[What you are asked to do]: Copy out the entire listing, keeping each line exactly as it is.

[Dataset extract]:

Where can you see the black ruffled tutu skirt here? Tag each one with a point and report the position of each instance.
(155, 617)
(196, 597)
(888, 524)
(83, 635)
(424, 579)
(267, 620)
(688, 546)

[Result of this exercise]:
Where can you see the black ruffled tutu skirt here? Tag each one with a point and report the position of each instance.
(155, 617)
(196, 597)
(888, 524)
(83, 635)
(424, 579)
(267, 620)
(688, 546)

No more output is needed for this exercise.